◆ Tasks for this exercise ◆
**A.** Which place names appear in the Norseman interview?
**B.** In the Norseman interview, what does Eilidh compare the scenery to?
**C.** Reproduce the section of the Norseman interview starting with "Yeah. The race" and going on through "to get one.".

◆ Passage for review ◆
------------------------------------------------

Everything’s so much more enjoyable. If I don’t want to do something at the end of the day, then I’ll have a beer instead. I’ve got a job. I’ve got no coach, but I love being outside, and I love being in the hills. And when you strip everything back, and you’re just there on your own with incredible scenery, and you’re not thinking about distance, time, elevation… I like elevation; that’s a number, so I’ll let that one go. But that’s when you really feel alive, and I think is when you feel the most wholesome. Every other problem in your life is just so insignificant when you are in these amazing places with your heart thumping.

Oh, you’re working hard. Your heart’s thumping. You’re out of breath. There we go. You’re working hard. And I know that if I tried to do these kind of things a different way, it wouldn’t be for me. So maybe I’m not fulfilling my potential with that attitude, but it’s an attitude that makes me happy and makes me want to come back for the next thing. Because the most important thing is finishing the adventure and being excited for the next one.

Helen:
With a smile on your face.

Eilidh:
Absolutely.

Helen:
So, were you smiling when you did your recce of the Norseman course here in Eidfjord? Gaustatoppen, I know you’ve been taking a look at it. So what’s your feeling?

Eilidh:
Aaah, it’s a monster. What am I doing here?

Helen:
It’s a beautiful monster.

Eilidh:
Of course, of course. I mean the scenery, it’s unbelievable. It’s amazing. It’s like Scotland on steroids. It’s going to be tough. It’s not to be underestimated. It’s definitely a lot to take in. But you know what? I’m going to break it down into small chunks. Stay in the moment. Be present. Such a privilege to be here, to be able to do this race. Well, it’s not a race. It’s survival.

Helen:
It’s adventure.

Eilidh:
It’s an adventure. It’s multiple adventures all together, to be honest. So yeah, Saturday will be survival. It’s going to be amazing, but it’s definitely not something to be underestimated.

Helen:
So are there any bits of the course that you’re especially looking forward to, either because they look amazing or because they’re a challenge?

Eilidh:
I guess the easy one to say is Zombie Hill, but there’s a lot to do before you get that to that point. Many people, when they think of Norseman, they probably only think of Zombie Hill. But the swim… Hopefully the swim will take care of itself. I can swim. I’m sure that one will be okay. Although now I’ve said that, probably one that will go wrong. But the bike is pretty hilly; it’s either up or down. Pretty exposed. So I’m sure it’ll be very windy at places. But I guess Zombie Hill.

Yeah. The race starts at Zombie Hill. Race! Yeah, it’s not a race. But hopefully by that point I’ll be… Well, I was going to say hopefully I’ll have something in my legs. I mean, let’s be honest. Will I? I think at that point I’ll be really just focusing on one step in front of the other and having to dig deep, remembering all the things that I’ve done to that point to get me there. And I’m looking forward to it. Am I looking forward to it? I’m looking forward to Gaustatoppen, the waffle at the top.

Eilidh meets Team BOB on Zombie Hill.

Helen:
Ah, the waffles at the top. See, I’ve been boring people with this, but every year I’ve been to Norseman, I’ve always been too busy working on the media crew at top to enjoy a waffle. And I got so close one year, because someone was in the queue to get me one, and then we had to go. So this year-

Eilidh:
Oh, you have to get one.

Helen:
I will join you for a waffle at the top.

------------------------------------------------

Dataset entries

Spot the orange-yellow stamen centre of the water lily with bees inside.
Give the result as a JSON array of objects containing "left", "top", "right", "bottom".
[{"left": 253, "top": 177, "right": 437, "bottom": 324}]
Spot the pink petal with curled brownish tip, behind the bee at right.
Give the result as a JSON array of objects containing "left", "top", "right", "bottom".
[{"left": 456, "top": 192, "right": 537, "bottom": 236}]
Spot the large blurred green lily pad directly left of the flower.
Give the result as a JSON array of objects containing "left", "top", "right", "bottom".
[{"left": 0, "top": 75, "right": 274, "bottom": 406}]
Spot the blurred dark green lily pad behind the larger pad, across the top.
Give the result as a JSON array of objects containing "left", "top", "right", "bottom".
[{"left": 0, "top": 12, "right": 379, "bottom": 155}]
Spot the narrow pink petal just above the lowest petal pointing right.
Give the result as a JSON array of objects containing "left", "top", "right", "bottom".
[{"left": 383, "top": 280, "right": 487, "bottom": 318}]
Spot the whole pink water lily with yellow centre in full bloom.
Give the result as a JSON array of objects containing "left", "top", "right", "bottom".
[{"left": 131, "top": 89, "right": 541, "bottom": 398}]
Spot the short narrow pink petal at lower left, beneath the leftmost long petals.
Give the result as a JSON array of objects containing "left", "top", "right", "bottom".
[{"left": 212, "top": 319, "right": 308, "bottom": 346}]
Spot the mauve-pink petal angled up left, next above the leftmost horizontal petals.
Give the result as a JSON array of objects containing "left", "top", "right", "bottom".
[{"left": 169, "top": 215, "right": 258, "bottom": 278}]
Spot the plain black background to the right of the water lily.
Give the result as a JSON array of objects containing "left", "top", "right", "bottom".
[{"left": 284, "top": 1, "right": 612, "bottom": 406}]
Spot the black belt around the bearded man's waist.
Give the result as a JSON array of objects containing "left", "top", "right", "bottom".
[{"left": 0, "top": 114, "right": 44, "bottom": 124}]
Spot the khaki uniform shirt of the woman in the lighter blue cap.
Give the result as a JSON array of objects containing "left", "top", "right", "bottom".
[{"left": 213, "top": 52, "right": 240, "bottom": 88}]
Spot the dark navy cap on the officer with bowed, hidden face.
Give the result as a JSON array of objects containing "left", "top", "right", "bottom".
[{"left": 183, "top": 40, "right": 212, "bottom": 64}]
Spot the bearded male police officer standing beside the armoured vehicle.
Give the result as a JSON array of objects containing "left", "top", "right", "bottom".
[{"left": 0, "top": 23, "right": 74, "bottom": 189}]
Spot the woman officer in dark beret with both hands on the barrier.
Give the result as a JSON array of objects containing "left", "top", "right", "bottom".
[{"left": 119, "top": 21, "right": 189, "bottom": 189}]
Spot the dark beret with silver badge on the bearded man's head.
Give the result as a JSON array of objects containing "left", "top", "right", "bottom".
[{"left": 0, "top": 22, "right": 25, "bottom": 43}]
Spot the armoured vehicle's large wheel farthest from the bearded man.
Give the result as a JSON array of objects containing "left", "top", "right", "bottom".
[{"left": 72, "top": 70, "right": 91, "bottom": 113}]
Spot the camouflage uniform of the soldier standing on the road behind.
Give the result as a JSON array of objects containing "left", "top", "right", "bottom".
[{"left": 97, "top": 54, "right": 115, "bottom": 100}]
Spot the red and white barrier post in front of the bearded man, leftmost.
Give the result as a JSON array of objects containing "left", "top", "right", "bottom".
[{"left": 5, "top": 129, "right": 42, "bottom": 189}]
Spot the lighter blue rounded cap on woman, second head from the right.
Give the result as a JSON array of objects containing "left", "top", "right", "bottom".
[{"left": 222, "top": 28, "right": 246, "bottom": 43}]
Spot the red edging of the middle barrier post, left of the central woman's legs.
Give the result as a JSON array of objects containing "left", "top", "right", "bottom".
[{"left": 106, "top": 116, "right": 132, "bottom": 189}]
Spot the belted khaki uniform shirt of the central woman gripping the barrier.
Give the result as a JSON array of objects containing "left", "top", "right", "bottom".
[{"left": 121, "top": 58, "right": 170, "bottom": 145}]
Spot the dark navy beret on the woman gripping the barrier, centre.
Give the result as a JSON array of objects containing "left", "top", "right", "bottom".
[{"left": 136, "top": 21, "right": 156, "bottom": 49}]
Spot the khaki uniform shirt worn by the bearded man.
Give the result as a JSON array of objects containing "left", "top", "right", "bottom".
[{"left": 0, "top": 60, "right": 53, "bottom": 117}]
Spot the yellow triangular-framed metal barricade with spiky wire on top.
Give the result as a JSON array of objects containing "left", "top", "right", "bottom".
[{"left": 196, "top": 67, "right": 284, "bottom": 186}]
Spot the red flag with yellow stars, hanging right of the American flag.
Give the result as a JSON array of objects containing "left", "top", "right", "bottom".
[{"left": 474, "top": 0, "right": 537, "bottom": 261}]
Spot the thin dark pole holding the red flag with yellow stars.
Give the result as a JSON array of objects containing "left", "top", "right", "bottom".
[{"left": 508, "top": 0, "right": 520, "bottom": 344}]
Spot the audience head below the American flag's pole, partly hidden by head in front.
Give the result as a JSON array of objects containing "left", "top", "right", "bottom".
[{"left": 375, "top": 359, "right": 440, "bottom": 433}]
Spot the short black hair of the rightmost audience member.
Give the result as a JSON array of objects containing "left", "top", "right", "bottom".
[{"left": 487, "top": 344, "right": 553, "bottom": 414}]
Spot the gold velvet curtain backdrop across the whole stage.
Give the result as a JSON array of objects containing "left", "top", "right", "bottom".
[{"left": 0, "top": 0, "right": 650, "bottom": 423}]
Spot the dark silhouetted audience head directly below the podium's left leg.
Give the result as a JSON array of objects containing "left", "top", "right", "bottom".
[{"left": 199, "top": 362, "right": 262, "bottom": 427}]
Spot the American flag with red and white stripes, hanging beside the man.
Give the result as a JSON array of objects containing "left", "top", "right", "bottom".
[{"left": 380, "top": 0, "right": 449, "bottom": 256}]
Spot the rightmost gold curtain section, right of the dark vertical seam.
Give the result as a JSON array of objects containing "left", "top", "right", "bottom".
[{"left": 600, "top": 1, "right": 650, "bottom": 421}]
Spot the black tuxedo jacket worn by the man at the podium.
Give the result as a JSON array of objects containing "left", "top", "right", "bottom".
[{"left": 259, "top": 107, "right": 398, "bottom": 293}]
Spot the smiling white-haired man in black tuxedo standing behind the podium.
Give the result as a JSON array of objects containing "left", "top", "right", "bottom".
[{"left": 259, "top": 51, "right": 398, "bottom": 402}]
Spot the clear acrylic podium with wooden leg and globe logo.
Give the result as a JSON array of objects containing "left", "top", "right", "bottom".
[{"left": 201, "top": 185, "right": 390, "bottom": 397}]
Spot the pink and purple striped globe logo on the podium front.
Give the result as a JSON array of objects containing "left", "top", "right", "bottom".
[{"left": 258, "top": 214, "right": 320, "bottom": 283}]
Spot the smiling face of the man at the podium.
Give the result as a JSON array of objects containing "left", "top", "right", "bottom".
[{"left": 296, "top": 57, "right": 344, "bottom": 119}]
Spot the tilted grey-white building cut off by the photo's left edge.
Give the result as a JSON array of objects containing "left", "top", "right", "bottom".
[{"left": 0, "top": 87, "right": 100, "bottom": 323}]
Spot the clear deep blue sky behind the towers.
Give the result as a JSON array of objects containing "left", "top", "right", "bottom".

------------------------------------------------

◆ Outputs by task ◆
**A.** Eidfjord, Gaustatoppen, Scotland, Zombie Hill

**B.** She says it's like Scotland on steroids.

**C.**
Yeah. The race starts at Zombie Hill. Race! Yeah, it’s not a race. But hopefully by that point I’ll be… Well, I was going to say hopefully I’ll have something in my legs. I mean, let’s be honest. Will I? I think at that point I’ll be really just focusing on one step in front of the other and having to dig deep, remembering all the things that I’ve done to that point to get me there. And I’m looking forward to it. Am I looking forward to it? I’m looking forward to Gaustatoppen, the waffle at the top.

Eilidh meets Team BOB on Zombie Hill.

Helen:
Ah, the waffles at the top. See, I’ve been boring people with this, but every year I’ve been to Norseman, I’ve always been too busy working on the media crew at top to enjoy a waffle. And I got so close one year, because someone was in the queue to get me one, and then we had to go. So this year-

Eilidh:
Oh, you have to get one.